START DATA SUPPLIED

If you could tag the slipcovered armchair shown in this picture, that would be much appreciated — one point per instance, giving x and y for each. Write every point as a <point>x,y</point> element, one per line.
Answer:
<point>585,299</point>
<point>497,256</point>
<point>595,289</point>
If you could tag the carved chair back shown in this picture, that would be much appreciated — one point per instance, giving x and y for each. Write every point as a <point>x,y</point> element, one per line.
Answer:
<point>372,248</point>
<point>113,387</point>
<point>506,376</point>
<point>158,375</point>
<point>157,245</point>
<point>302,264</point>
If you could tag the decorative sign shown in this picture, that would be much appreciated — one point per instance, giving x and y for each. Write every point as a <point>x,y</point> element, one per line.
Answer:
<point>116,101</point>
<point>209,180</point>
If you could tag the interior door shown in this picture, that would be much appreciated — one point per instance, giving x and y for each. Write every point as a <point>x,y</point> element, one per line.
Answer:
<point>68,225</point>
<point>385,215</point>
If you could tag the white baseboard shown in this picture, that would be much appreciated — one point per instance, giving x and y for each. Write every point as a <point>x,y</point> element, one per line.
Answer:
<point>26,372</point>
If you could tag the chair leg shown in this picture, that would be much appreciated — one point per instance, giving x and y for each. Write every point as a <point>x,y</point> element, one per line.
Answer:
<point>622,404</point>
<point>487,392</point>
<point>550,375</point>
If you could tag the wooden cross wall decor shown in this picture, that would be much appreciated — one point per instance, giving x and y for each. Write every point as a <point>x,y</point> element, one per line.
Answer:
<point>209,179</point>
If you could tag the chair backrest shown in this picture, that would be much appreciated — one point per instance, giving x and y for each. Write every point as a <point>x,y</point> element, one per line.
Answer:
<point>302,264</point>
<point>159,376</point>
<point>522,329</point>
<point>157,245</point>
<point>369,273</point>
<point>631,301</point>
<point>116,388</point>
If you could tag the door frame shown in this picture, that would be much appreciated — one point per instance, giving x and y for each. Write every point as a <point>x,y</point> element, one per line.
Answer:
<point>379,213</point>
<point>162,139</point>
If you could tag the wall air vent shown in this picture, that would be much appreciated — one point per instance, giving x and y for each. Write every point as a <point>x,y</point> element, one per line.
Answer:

END DATA SUPPLIED

Repeat the entries above exactly, leaving nothing out.

If you could tag the slipcovered armchair shown in this picture, that would be much appreciated — one point per instance, giving x and y for each. Write every point as a <point>x,y</point> element, one per line.
Answer:
<point>585,299</point>
<point>497,256</point>
<point>595,289</point>
If you could tag the carved chair back shown in this picture, that would be much appreciated — one point per instance, giving x and y for each. Write every point as a <point>x,y</point> element, one per line.
Answer:
<point>372,248</point>
<point>113,387</point>
<point>506,376</point>
<point>158,375</point>
<point>157,245</point>
<point>302,264</point>
If you could tag the decorative sign shown in this picture, that would be much appreciated — one point per instance, giving x and y for each. Write every point as a <point>x,y</point> element, one per line.
Answer:
<point>116,101</point>
<point>209,180</point>
If you could tag the interior door shown in this picture, that would be much appreciated — one point per instance, giving x and y for each. Write every point as a <point>x,y</point> element, one per line.
Answer:
<point>68,225</point>
<point>385,215</point>
If you could tag the white baseboard shown in this picture, that would be much appreciated — one point per instance, giving x and y for each. Write every point as a <point>x,y</point> element, one per line.
Answer:
<point>26,372</point>
If you could tag the chair leg shown in this picture, that would be much appreciated — one point per instance, giving x and y for each. Write every point as a <point>x,y</point> element, one per line.
Answer:
<point>622,404</point>
<point>487,392</point>
<point>550,375</point>
If you could tag the wooden cross wall decor shown in this picture, that would be much appreciated — one point per instance, giving x and y for each. Write every point as a <point>x,y</point> element, one per line.
Answer:
<point>209,179</point>
If you could tag the chair backrest shown in this picture, that would be much appreciated — one point per instance, giving x and y for each. Write every point as a <point>x,y</point> element, one per line.
Answer:
<point>302,264</point>
<point>159,376</point>
<point>522,329</point>
<point>157,245</point>
<point>369,273</point>
<point>631,301</point>
<point>116,388</point>
If you could tag the door frame shown in this picture, that would be much appreciated — one point per instance, giving x and y for each. Write every point as a <point>x,y</point> element, one per line.
Answer:
<point>379,213</point>
<point>162,139</point>
If you could tag the wall air vent shown in this picture, that would be much appreciated — one point per instance, giving x and y for each. Write every point as a <point>x,y</point> element, one per line.
Answer:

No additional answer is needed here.